TASK DESCRIPTION: Write out the data word for word and drop any picture you find.

DATA RECORDS:
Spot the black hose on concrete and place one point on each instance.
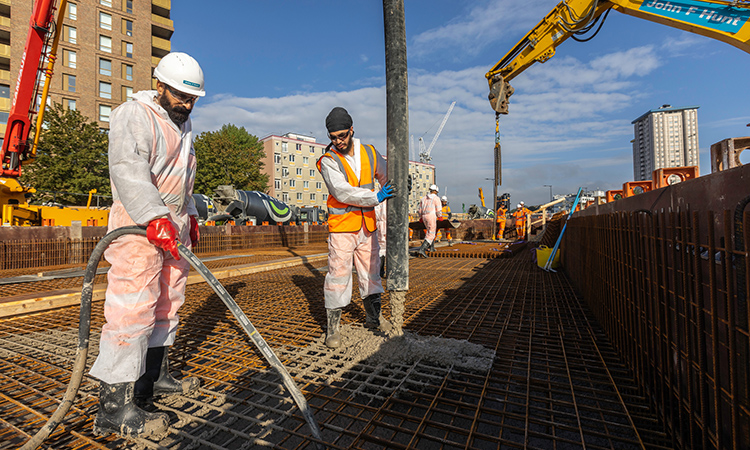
(84, 328)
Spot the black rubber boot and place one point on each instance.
(157, 380)
(119, 414)
(422, 248)
(333, 334)
(374, 315)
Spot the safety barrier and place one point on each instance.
(670, 289)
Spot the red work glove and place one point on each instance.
(195, 232)
(162, 234)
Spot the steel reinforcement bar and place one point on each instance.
(670, 290)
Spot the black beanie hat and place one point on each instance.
(338, 119)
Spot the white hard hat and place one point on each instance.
(182, 72)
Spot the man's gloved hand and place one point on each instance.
(195, 232)
(386, 192)
(162, 234)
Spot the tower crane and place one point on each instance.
(424, 154)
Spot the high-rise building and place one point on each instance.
(107, 50)
(665, 137)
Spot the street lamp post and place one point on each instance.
(550, 191)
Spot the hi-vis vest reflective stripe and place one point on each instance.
(343, 218)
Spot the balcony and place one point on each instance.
(160, 47)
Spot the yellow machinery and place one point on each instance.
(17, 147)
(726, 21)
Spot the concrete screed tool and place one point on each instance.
(84, 328)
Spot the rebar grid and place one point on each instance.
(670, 290)
(555, 382)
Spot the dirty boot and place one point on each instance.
(119, 414)
(333, 334)
(373, 314)
(157, 380)
(422, 248)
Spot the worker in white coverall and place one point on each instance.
(430, 210)
(152, 168)
(349, 170)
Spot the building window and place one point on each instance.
(105, 90)
(127, 27)
(104, 112)
(127, 72)
(69, 58)
(70, 34)
(105, 67)
(105, 21)
(69, 83)
(72, 11)
(127, 49)
(105, 44)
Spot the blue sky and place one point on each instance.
(277, 67)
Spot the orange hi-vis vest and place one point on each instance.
(344, 218)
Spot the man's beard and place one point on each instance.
(179, 114)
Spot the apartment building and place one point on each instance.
(290, 165)
(665, 137)
(107, 51)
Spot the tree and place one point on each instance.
(230, 155)
(71, 159)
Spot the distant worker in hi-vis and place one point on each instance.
(349, 169)
(500, 219)
(430, 210)
(152, 169)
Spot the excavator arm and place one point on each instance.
(726, 21)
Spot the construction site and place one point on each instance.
(620, 321)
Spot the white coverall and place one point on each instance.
(152, 168)
(360, 247)
(430, 209)
(380, 219)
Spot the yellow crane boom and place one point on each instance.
(726, 21)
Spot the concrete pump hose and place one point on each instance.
(84, 328)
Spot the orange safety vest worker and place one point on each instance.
(343, 218)
(501, 213)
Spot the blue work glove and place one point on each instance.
(386, 192)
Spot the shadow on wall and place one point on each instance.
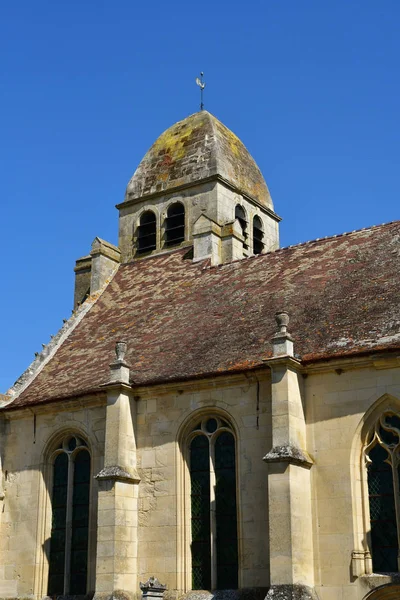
(385, 592)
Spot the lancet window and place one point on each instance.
(68, 558)
(175, 224)
(147, 233)
(212, 461)
(383, 464)
(258, 234)
(240, 215)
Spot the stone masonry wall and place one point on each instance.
(25, 522)
(336, 404)
(164, 536)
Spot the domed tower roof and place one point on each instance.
(193, 150)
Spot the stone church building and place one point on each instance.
(219, 413)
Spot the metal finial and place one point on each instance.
(202, 85)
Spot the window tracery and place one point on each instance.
(382, 455)
(212, 465)
(258, 234)
(68, 559)
(240, 215)
(175, 224)
(147, 232)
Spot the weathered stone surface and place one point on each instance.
(289, 454)
(193, 150)
(291, 592)
(119, 474)
(242, 594)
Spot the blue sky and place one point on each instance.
(310, 86)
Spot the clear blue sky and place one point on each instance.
(310, 86)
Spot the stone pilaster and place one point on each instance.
(232, 241)
(116, 570)
(289, 485)
(105, 258)
(206, 240)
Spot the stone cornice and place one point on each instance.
(116, 473)
(184, 186)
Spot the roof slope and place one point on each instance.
(192, 150)
(183, 319)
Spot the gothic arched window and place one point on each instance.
(175, 224)
(68, 558)
(258, 234)
(240, 215)
(213, 505)
(383, 463)
(147, 232)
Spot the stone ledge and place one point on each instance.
(253, 593)
(115, 473)
(292, 591)
(289, 454)
(380, 580)
(115, 595)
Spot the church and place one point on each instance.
(220, 416)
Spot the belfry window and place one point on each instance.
(240, 215)
(147, 232)
(175, 224)
(383, 463)
(213, 506)
(68, 558)
(258, 234)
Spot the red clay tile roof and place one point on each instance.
(194, 149)
(184, 320)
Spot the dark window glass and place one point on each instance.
(382, 512)
(147, 233)
(211, 425)
(393, 421)
(175, 224)
(71, 444)
(76, 536)
(258, 234)
(200, 502)
(241, 216)
(80, 523)
(225, 497)
(58, 529)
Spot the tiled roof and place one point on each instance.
(195, 149)
(185, 320)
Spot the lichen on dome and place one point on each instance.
(195, 149)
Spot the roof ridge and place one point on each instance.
(300, 244)
(49, 350)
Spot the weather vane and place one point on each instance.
(202, 85)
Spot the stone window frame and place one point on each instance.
(185, 436)
(163, 228)
(247, 230)
(256, 217)
(361, 559)
(135, 237)
(44, 520)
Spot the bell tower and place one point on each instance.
(197, 185)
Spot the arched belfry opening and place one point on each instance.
(147, 232)
(258, 235)
(175, 225)
(240, 215)
(197, 169)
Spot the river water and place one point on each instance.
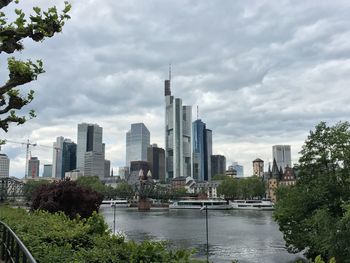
(247, 236)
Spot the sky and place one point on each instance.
(261, 72)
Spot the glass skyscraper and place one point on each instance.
(178, 120)
(137, 142)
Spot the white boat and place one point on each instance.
(252, 204)
(116, 203)
(201, 204)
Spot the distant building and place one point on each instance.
(33, 167)
(47, 172)
(201, 151)
(156, 160)
(282, 155)
(218, 165)
(137, 142)
(4, 165)
(239, 168)
(178, 121)
(258, 167)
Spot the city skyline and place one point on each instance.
(260, 85)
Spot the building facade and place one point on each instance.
(156, 160)
(201, 151)
(178, 121)
(218, 165)
(33, 167)
(4, 166)
(258, 167)
(137, 142)
(282, 155)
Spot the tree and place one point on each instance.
(38, 27)
(67, 196)
(314, 215)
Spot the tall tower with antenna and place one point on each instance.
(178, 119)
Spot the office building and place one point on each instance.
(258, 167)
(282, 155)
(201, 151)
(4, 165)
(90, 150)
(137, 142)
(33, 167)
(218, 165)
(156, 160)
(47, 172)
(178, 121)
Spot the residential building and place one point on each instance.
(33, 167)
(156, 160)
(137, 142)
(201, 151)
(218, 165)
(258, 167)
(178, 121)
(282, 155)
(4, 165)
(47, 172)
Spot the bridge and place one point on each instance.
(10, 188)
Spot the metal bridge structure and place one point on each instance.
(10, 188)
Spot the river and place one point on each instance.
(247, 236)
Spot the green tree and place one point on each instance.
(314, 215)
(39, 26)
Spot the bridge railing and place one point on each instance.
(12, 249)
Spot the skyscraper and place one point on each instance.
(218, 165)
(201, 151)
(90, 150)
(64, 157)
(156, 160)
(33, 167)
(282, 155)
(178, 120)
(137, 142)
(4, 165)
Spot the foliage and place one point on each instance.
(30, 187)
(68, 197)
(39, 26)
(57, 238)
(124, 190)
(314, 215)
(244, 188)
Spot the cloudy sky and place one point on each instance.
(261, 72)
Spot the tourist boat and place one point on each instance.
(116, 203)
(214, 204)
(252, 204)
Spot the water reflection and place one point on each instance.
(249, 236)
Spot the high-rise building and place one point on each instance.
(201, 151)
(282, 155)
(156, 160)
(218, 165)
(89, 140)
(239, 168)
(178, 121)
(4, 165)
(137, 142)
(47, 172)
(33, 167)
(64, 157)
(258, 167)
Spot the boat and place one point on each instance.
(210, 204)
(252, 204)
(116, 203)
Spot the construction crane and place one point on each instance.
(28, 144)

TASK ANSWER:
Spot the black hose on concrete and place one point on each instance.
(84, 328)
Spot the black rubber boot and place one point on each instance.
(157, 380)
(119, 414)
(422, 248)
(333, 334)
(374, 315)
Spot the safety barrier and place one point on each instance.
(670, 289)
Spot the red work glove and place one point on each instance.
(195, 232)
(162, 234)
Spot the steel reinforcement bar and place one point on each instance.
(670, 290)
Spot the black beanie hat and place one point on each instance.
(338, 119)
Spot the white hard hat and place one point on each instance.
(182, 72)
Spot the man's gloved hand and place one point on each instance.
(195, 232)
(386, 192)
(162, 234)
Spot the tower crane and place one point on each instance.
(424, 154)
Spot the high-rise building and place one point on each instance.
(107, 50)
(665, 137)
Spot the street lamp post and place one point on each instance.
(550, 191)
Spot the hi-vis vest reflective stripe and place one point on each instance.
(343, 218)
Spot the balcony and place one point on each instance.
(160, 47)
Spot the yellow machinery and place one point on each instance.
(17, 147)
(726, 21)
Spot the concrete screed tool and place one point on each instance.
(84, 328)
Spot the rebar grid and place one point on each instance.
(670, 290)
(555, 382)
Spot the dirty boot and place one point on each instance.
(119, 414)
(333, 334)
(373, 314)
(157, 380)
(422, 248)
Spot the worker in white coverall and place one point on each instance.
(430, 210)
(152, 168)
(349, 170)
Spot the building window and place one point on each instance.
(105, 90)
(127, 27)
(104, 112)
(127, 72)
(69, 58)
(70, 34)
(105, 67)
(105, 21)
(69, 83)
(72, 11)
(127, 49)
(105, 44)
Spot the blue sky and place one point on each instance.
(277, 67)
Spot the orange hi-vis vest and place one point on each instance.
(344, 218)
Spot the man's beard and place one point on each instance.
(179, 114)
Spot the apartment building and place one point on each instance.
(290, 165)
(665, 137)
(107, 51)
Spot the tree and place one point on each instance.
(230, 155)
(71, 159)
Spot the distant worker in hi-vis and place one point on each instance.
(349, 169)
(500, 219)
(430, 210)
(152, 169)
Spot the excavator arm and place one point on each instance.
(726, 21)
Spot the construction site and place one point on each instance.
(620, 321)
Spot the white coverall and place one point on each instance.
(152, 168)
(360, 247)
(430, 209)
(380, 219)
Spot the yellow crane boom and place one point on each instance.
(726, 21)
Spot the concrete pump hose and place one point on each instance.
(84, 328)
Spot the orange safety vest worker and place one point on each instance.
(343, 218)
(501, 213)
Spot the blue work glove and place one point on each instance.
(386, 192)
Spot the shadow on wall and place one point on each instance.
(385, 592)
Spot the lancet window and place one point on each instance.
(68, 558)
(175, 224)
(147, 233)
(212, 461)
(383, 464)
(258, 234)
(240, 215)
Spot the stone masonry wall and place one point on each instance.
(25, 522)
(336, 404)
(164, 536)
Spot the domed tower roof and place one point on each instance.
(193, 150)
Spot the stone church building and place one point on each instance.
(219, 413)
Spot the metal finial and place one point on each instance.
(202, 85)
Spot the window tracery and place one point on each instance.
(382, 455)
(212, 465)
(258, 234)
(68, 559)
(240, 215)
(175, 224)
(147, 232)
Spot the weathered stone surface and place one point on each instance.
(289, 454)
(193, 150)
(291, 592)
(119, 474)
(242, 594)
Spot the blue sky and place one point on each instance.
(310, 86)
Spot the clear blue sky and place one point on each instance.
(310, 86)
Spot the stone pilaster and place one point on each instance.
(232, 241)
(116, 570)
(289, 485)
(105, 258)
(206, 240)
Spot the stone cornice and place one point on each instance.
(116, 473)
(184, 186)
Spot the roof slope and place one point on each instance.
(192, 150)
(183, 319)
Spot the gothic arched window and place one point on each instance.
(175, 224)
(68, 558)
(258, 234)
(240, 215)
(213, 505)
(383, 463)
(147, 232)
Spot the stone ledge and place one point on each instance.
(253, 593)
(115, 473)
(292, 591)
(289, 454)
(380, 580)
(115, 595)
Spot the church and place one point on each instance.
(220, 416)
Spot the belfry window and place one point on each instance.
(240, 215)
(147, 232)
(175, 224)
(383, 463)
(213, 506)
(68, 558)
(258, 234)
Spot the red clay tile roof and place one point on each instance.
(194, 149)
(184, 320)
Spot the dark window glass and place one point on each instance.
(382, 512)
(147, 233)
(211, 425)
(393, 421)
(175, 224)
(71, 444)
(76, 536)
(258, 234)
(200, 502)
(241, 216)
(80, 523)
(225, 497)
(58, 529)
Spot the tiled roof and place one point on each instance.
(195, 149)
(185, 320)
Spot the lichen on dome and place one point on each instance.
(195, 149)
Spot the roof ridge and place one point on each instance.
(300, 244)
(49, 350)
Spot the weather vane and place one point on each instance.
(202, 85)
Spot the stone window frame and place one point on each instance.
(185, 436)
(163, 228)
(247, 230)
(256, 217)
(361, 559)
(135, 237)
(44, 520)
Spot the bell tower and place one point on each instance.
(197, 185)
Spot the arched belfry opening and place one point on each instance.
(147, 232)
(258, 235)
(175, 225)
(240, 215)
(197, 169)
Spot the river water and place one point on each instance.
(247, 236)
Spot the sky and place one point on each instance.
(261, 72)
Spot the glass skyscraper and place one point on each instance.
(178, 120)
(137, 142)
Spot the white boat and place one point on each instance.
(252, 204)
(116, 203)
(201, 204)
Spot the distant building and place one point on each instance.
(33, 167)
(47, 172)
(201, 151)
(156, 160)
(282, 155)
(218, 165)
(137, 142)
(4, 165)
(239, 168)
(178, 121)
(258, 167)
Spot the city skyline and place one point on each instance.
(260, 85)
Spot the building facade and place one point on each instance.
(156, 160)
(201, 151)
(178, 121)
(218, 165)
(33, 167)
(4, 166)
(258, 167)
(137, 142)
(282, 155)
Spot the tree and place one point on each instance.
(38, 27)
(67, 196)
(314, 215)
Spot the tall tower with antenna and place one point on each instance.
(178, 119)
Spot the office building and place one point on each instance.
(258, 167)
(282, 155)
(201, 151)
(4, 165)
(90, 150)
(137, 142)
(33, 167)
(218, 165)
(156, 160)
(47, 172)
(178, 121)
Spot the residential building and place one point on each instance.
(33, 167)
(156, 160)
(137, 142)
(201, 151)
(218, 165)
(258, 167)
(178, 121)
(282, 155)
(4, 165)
(47, 172)
Spot the bridge and place one point on each instance.
(10, 188)
Spot the metal bridge structure and place one point on each instance.
(10, 188)
Spot the river and place one point on each instance.
(247, 236)
Spot the green tree and place one point on each instance.
(314, 215)
(39, 26)
Spot the bridge railing and place one point on each instance.
(12, 249)
Spot the skyscraper and place one point on each instance.
(218, 165)
(201, 151)
(90, 150)
(64, 157)
(156, 160)
(33, 167)
(282, 155)
(178, 120)
(137, 142)
(4, 165)
Spot the foliage and place one point on each instance.
(30, 187)
(68, 197)
(39, 26)
(57, 238)
(124, 190)
(314, 215)
(244, 188)
Spot the cloudy sky and place one point on each instance.
(261, 72)
Spot the tourist boat and place one point on each instance.
(116, 203)
(214, 204)
(252, 204)
Spot the water reflection and place one point on each instance.
(249, 236)
Spot the high-rise building and place one point on each instance.
(201, 151)
(282, 155)
(156, 160)
(218, 165)
(89, 140)
(239, 168)
(178, 121)
(4, 165)
(137, 142)
(47, 172)
(33, 167)
(64, 157)
(258, 167)
Spot the boat and place one point on each instance.
(210, 204)
(252, 204)
(116, 203)
Spot the construction crane and place one point on each instance.
(28, 144)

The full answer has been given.